**WRITTEN EXERCISE:** Recast every line of the records below as a numbered list, omitting any blank lines.

Excerpts from bounding box data:
>> Start

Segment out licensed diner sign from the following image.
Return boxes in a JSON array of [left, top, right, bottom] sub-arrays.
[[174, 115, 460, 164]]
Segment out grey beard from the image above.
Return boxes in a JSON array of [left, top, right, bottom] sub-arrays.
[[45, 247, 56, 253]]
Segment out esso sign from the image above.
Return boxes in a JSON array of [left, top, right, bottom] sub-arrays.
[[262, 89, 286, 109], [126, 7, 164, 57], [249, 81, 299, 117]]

>> End

**ANSWER TO THE TASK:**
1. Segment out licensed diner sign from the following image.
2. Return boxes in a JSON array of [left, top, right, bottom] sub-arrays.
3. [[174, 115, 460, 164]]
4. Segment out grey beard from the image above.
5. Return boxes in a JSON array of [left, top, right, bottom] sub-arrays.
6. [[45, 247, 56, 253]]
7. Segment out esso sign from the image above.
8. Return boxes in a JSON array of [left, top, right, bottom] sub-arrays.
9. [[262, 89, 286, 109], [126, 7, 164, 57], [249, 81, 299, 117]]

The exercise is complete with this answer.